**What is expected**
Starting at the line of the listing below that contains "Your assignment: locate the cloudy" and stopping after the line that contains "[35, 106, 168, 167]", give those lines alone as a JSON list of strings, one string per line, with blank lines left out.

**Data rows**
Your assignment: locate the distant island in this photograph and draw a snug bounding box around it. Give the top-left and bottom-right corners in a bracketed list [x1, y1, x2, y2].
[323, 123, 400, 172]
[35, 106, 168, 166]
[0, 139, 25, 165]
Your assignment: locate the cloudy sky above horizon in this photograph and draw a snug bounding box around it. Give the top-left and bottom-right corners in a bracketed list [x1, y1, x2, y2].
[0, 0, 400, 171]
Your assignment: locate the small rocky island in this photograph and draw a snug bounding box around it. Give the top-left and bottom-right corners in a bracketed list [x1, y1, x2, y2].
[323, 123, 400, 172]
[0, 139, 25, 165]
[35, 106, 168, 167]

---

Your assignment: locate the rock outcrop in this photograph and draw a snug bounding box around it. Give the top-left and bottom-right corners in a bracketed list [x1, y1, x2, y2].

**Solution for this problem**
[
  "Your assignment: locate the cloudy sky above horizon in this photograph and draw a snug bounding box around it. Give the top-left and bottom-right corners in a bracketed list [x1, y1, x2, y2].",
  "[0, 0, 400, 171]",
  "Your assignment: locate the small rocky island in this photograph and draw a snug bounding box around it. Give the top-left and bottom-right corners in a bracketed list [x1, y1, x2, y2].",
  "[323, 123, 400, 172]",
  "[0, 139, 25, 165]",
  "[35, 106, 168, 167]"
]